• Provided passage:
■ ■ ■ ■ ■

7. Existence / A. Nature of Existence / 3. Being / c. Becoming
To become rational, philosophers must rise from becoming into being [Plato]
     Full Idea: Philosophers must rise up out of becoming and grasp being, if they are ever to become rational.
     From: Plato (The Republic [c.374 BCE], 525b)
     A reaction: I am never quite sure what 'being' means in such contexts, and it seems suffused with mysticism. In Plato's case, it is obviously related to what is unchanging, but why would something lack 'being', just because it underwent change?
The one was and is and will be and was becoming and is becoming and will become [Plato]
     Full Idea: The one was and is and will be and was becoming and is becoming and will become.
     From: Plato (Parmenides [c.364 BCE], 155d)
Before the existence of the world there must have been being, space and becoming [Plato]
     Full Idea: There were, before the world came into existence, being, space, and becoming, three distinct realities.
     From: Plato (Timaeus [c.349 BCE], 52d)
The apprehensions of reason remain unchanging, but reasonless sensation shows mere becoming [Plato]
     Full Idea: That which is apprehended by intelligence and reason is always in the same state, but that which is conceived by opinion with the help of sensation and without reason is always in a process of becoming and perishing, and never really is.
     From: Plato (Timaeus [c.349 BCE], 28a)
     A reaction: Lots of problems with this, of which I take the main one to be the idea that sensation is 'without reason', as if there were a sharp dichotomy in our ways of evaluating reality. Laws of nature seem to be laws of change, not of stasis.
7. Existence / A. Nature of Existence / 3. Being / d. Non-being
What does 'that which is not' refer to? [Plato]
     Full Idea: What should the name 'that which is not' be applied to?

■ ■ ■ ■ ■

• Challenge: Return the part of the passage on being and becoming between "A reaction: Lots" and "be applied to?", inclusive, with the wording unchanged. The records have no connection to the passage on being and becoming.

• Data:
■ ■ ■ ■ ■

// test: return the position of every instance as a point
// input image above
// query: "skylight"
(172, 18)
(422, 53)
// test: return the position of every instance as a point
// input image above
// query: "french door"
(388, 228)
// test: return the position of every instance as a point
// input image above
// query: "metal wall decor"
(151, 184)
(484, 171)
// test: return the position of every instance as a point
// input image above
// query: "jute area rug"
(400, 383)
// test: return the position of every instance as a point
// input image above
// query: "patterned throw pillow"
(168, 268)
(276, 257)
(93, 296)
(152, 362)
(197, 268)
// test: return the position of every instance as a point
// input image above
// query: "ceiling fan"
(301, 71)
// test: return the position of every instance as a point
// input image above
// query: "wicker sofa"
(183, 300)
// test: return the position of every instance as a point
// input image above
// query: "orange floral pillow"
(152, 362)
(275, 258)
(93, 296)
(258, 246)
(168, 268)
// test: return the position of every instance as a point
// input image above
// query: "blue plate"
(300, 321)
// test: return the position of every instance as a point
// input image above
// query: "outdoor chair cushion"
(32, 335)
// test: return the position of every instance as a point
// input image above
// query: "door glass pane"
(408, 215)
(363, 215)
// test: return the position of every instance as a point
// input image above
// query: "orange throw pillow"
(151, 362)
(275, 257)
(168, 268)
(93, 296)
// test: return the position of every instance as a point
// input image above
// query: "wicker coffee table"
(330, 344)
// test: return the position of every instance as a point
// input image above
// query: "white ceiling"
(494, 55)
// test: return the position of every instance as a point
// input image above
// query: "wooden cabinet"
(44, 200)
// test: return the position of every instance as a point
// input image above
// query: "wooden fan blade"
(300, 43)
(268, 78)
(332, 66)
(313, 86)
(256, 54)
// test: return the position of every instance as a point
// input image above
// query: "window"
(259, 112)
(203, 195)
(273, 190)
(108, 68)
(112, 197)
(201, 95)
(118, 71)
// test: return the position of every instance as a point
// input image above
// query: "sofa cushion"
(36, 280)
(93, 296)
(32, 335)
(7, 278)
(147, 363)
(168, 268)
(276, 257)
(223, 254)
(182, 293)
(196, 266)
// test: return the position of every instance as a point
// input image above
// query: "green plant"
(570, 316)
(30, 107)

■ ■ ■ ■ ■

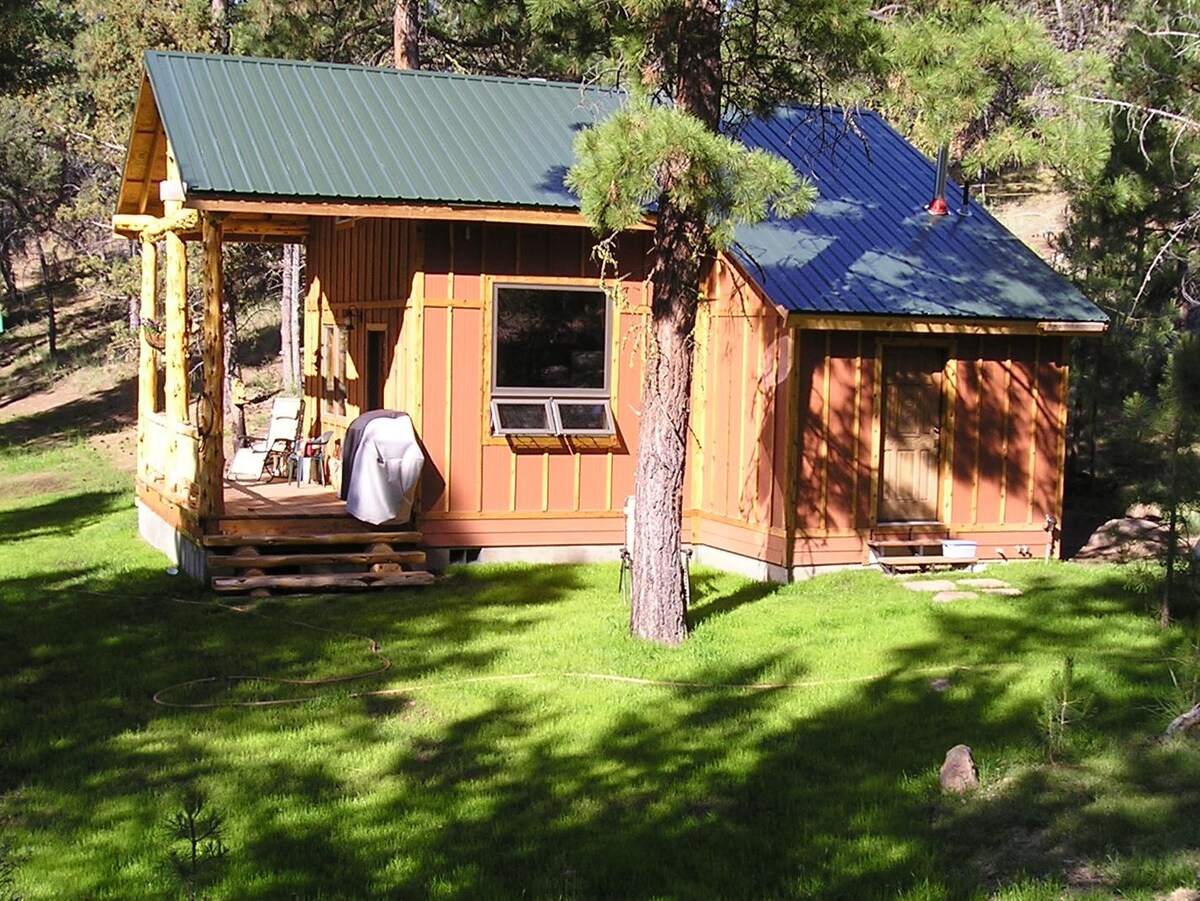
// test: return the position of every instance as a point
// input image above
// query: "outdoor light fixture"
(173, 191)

■ ■ ■ ■ ■

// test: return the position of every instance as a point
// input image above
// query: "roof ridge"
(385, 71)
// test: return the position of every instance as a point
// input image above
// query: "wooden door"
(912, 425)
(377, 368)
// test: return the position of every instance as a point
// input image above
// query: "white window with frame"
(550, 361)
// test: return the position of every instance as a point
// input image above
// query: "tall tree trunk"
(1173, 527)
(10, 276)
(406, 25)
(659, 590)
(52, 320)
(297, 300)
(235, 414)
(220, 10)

■ ■ ■ ■ ■

• Exercise solution:
A reaction: Lots of problems with this, of which I take the main one to be the idea that sensation is 'without reason', as if there were a sharp dichotomy in our ways of evaluating reality. Laws of nature seem to be laws of change, not of stasis.
7. Existence / A. Nature of Existence / 3. Being / d. Non-being
What does 'that which is not' refer to? [Plato]
     Full Idea: What should the name 'that which is not' be applied to?